Document passage:
◇ ◇ ◇ ◇ ◇
The Registrant competes for tenants for its properties with numerous other real
estate limited partnerships, as well as with individuals, corporations, real
estate investment trusts and other entities engaged in real estate investment
activities. Such competition is based on such factors as location, rent
schedules and services and amenities provided.
The Registrant has no employees. Property management services for the
Registrant's investment properties are provided by Nooney, Inc. an affiliate of
the General Partners.
ITEM 2: PROPERTIES
On February 16, l982, the Registrant purchased the Cobblestone Court Shopping
Center ("Cobblestone"), located at 14150 Nicollet Avenue South in Burnsville,
Minnesota, a suburb of Minneapolis. Cobblestone, which contains approximately
98,000 net rentable square feet, was constructed in l980 of brick and concrete
with a wood facade covering a portion of an enclosed pedestrian walkway.
Cobblestone is located on an 11 acre site which provides paved parking for 605
cars. The purchase price of Cobblestone was $5,882,318. Cobblestone was 69%
leased by 14 tenants at year end.
◇ ◇ ◇ ◇ ◇
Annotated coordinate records
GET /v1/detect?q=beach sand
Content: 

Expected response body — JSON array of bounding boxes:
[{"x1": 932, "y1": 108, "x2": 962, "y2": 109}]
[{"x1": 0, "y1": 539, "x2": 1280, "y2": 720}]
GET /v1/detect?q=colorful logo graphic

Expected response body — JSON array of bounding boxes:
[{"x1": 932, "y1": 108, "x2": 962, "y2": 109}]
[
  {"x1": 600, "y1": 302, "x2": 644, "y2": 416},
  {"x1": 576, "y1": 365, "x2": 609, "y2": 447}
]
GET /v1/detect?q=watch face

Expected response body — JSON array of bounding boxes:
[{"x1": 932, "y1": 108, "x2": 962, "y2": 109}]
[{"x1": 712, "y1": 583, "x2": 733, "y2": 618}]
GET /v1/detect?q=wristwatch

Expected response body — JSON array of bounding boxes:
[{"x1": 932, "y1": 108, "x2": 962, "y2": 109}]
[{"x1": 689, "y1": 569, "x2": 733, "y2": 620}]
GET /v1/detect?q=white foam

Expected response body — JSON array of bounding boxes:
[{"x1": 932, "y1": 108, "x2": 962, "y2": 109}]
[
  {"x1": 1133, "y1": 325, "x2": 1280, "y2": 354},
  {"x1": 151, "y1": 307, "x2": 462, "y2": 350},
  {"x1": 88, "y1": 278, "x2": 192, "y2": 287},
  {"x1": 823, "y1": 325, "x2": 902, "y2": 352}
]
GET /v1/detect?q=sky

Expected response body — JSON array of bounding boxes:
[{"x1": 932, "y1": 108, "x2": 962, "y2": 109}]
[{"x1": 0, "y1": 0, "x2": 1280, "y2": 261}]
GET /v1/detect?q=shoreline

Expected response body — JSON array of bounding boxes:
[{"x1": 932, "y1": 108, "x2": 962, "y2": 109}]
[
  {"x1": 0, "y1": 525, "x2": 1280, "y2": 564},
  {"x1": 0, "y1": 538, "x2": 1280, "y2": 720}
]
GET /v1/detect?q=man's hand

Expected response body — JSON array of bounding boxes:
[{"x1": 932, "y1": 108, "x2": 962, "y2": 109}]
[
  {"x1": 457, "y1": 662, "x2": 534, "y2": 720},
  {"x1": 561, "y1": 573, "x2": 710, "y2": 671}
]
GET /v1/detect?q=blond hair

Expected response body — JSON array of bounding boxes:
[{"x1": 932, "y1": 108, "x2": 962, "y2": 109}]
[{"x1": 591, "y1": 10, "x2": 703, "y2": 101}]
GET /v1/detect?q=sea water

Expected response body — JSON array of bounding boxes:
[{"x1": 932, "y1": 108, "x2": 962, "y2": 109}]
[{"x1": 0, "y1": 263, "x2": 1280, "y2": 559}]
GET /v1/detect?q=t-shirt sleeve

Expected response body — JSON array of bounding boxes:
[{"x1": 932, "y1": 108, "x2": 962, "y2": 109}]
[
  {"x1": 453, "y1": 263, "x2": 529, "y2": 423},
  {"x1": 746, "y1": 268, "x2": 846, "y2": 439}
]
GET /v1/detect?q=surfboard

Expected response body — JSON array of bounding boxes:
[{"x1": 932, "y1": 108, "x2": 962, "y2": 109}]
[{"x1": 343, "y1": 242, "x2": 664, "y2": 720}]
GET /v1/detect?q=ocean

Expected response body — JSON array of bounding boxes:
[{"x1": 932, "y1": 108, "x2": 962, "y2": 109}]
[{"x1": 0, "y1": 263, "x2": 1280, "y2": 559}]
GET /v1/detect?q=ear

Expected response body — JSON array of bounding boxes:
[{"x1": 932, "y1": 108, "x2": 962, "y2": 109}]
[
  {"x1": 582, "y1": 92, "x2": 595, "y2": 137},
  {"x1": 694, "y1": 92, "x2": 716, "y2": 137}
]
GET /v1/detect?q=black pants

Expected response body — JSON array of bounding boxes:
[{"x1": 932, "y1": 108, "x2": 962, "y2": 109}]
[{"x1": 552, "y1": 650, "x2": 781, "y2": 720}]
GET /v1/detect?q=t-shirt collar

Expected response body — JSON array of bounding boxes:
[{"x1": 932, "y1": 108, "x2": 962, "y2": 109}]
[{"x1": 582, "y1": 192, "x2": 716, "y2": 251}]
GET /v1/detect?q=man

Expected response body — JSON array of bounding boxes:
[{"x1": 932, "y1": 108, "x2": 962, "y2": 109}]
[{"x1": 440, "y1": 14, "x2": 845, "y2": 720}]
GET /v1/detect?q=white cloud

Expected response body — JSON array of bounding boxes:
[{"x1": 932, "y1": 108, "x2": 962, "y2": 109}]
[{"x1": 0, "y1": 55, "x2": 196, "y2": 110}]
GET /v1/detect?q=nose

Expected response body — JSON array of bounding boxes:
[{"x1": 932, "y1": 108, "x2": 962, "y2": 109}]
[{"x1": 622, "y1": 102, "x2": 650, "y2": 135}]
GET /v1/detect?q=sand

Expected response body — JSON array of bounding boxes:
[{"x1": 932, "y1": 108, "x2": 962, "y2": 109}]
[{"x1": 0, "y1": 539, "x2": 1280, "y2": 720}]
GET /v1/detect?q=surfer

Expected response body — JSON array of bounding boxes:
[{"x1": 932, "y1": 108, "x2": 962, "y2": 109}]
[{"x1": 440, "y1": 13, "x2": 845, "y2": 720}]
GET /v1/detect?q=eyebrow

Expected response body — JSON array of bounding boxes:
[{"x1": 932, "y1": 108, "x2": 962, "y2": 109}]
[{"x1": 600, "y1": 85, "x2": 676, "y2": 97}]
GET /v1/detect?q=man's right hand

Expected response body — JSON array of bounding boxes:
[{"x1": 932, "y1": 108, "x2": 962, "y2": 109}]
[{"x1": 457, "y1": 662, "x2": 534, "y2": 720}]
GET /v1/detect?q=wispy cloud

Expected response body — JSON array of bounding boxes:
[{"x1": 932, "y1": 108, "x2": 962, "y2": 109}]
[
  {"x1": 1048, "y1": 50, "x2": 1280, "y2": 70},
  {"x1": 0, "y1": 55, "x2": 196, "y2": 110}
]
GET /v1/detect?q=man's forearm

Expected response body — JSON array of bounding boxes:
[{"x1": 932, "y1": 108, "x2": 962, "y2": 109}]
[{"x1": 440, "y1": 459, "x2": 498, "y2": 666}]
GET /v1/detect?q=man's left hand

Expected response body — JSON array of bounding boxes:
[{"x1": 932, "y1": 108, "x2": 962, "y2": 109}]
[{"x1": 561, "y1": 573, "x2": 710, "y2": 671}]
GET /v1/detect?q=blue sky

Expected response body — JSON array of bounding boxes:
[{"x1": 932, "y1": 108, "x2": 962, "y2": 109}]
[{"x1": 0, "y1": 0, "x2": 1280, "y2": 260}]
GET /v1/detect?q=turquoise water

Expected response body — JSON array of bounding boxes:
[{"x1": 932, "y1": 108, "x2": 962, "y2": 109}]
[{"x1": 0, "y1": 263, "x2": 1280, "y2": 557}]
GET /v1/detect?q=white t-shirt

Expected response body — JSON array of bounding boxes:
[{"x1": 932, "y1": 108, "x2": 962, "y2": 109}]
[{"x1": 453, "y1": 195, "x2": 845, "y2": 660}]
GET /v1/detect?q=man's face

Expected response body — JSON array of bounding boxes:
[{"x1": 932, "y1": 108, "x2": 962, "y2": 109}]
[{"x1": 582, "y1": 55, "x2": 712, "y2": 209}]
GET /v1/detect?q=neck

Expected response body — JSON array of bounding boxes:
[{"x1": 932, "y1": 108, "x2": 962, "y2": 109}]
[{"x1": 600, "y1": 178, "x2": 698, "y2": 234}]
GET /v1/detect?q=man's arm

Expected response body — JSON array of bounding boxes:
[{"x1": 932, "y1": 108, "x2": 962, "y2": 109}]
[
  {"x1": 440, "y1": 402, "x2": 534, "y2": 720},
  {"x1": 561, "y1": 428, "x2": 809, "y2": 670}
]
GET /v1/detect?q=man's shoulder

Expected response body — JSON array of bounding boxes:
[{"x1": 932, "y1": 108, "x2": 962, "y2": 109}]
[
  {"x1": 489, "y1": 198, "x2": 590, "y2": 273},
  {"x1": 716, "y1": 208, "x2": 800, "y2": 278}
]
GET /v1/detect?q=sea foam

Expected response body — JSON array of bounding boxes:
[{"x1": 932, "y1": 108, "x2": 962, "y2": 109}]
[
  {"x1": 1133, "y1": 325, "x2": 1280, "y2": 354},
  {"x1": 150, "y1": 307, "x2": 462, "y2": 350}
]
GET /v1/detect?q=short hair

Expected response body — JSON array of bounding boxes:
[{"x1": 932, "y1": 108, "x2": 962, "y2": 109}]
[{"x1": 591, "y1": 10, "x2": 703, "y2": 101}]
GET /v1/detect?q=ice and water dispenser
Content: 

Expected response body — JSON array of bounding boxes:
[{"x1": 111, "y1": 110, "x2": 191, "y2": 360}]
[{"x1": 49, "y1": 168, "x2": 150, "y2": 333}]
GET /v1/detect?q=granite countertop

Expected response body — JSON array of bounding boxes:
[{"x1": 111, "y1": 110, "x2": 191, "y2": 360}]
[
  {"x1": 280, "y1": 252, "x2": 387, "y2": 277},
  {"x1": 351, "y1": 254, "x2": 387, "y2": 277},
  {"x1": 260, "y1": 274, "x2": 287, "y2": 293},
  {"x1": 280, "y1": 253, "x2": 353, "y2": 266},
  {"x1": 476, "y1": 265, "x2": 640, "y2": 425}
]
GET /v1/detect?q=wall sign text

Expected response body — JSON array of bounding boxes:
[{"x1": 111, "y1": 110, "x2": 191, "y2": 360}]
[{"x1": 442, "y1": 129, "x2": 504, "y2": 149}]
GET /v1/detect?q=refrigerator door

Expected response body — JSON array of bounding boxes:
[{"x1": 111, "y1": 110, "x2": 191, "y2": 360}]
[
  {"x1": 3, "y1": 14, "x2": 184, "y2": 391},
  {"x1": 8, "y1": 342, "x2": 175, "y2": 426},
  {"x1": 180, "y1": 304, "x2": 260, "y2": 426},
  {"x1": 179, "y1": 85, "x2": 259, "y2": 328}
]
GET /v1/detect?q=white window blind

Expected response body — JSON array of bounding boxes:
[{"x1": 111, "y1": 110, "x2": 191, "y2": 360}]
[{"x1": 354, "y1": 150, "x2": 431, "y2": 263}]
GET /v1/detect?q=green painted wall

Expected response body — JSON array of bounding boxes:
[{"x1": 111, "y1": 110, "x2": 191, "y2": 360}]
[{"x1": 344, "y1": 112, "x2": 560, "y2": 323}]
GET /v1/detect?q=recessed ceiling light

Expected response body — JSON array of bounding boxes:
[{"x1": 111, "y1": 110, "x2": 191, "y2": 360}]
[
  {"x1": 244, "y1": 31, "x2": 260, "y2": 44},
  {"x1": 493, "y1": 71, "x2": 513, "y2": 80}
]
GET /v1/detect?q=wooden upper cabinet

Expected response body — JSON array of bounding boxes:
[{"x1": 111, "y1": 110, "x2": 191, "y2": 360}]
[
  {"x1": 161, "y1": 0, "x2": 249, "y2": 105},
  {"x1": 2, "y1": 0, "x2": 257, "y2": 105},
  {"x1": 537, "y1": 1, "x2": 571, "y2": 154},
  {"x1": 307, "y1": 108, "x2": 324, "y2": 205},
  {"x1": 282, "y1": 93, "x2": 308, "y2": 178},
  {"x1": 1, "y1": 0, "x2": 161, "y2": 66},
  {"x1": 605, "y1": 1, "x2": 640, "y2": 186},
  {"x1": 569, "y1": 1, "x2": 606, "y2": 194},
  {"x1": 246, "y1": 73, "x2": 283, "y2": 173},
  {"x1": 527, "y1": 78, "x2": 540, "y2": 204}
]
◇ ◇ ◇ ◇ ◇
Exercise set:
1 > In the real estate filing passage, what does the Registrant's competition for tenants depend on? Answer in one to three sentences.
2 > Pick up the real estate filing passage after its last sentence and continue it.

Responses:
1 > The Registrant's competition for tenants depends on location, rent schedules, and the services and amenities provided.

2 >
On July 28, l982, the Registrant purchased the Woodhollow Apartments
("Woodhollow"), a 402-unit garden apartment complex located on Dorsett Road in
west St. Louis County, Missouri. The complex, which was constructed in phases in
l971 and l972, consists of 17 buildings containing one, two and three bedroom
apartments. The complex is located on a 26 acre site which provides paved
parking for 707 cars. The purchase price of Woodhollow was $12,665,147.
Woodhollow was 92% occupied at year end.
Reference is made to Note 3 to Notes to Financial Statements filed herewith as
Exhibit 99.3 in response to Item 8 for a description of the mortgage
indebtedness secured by the Registrant's real property investments.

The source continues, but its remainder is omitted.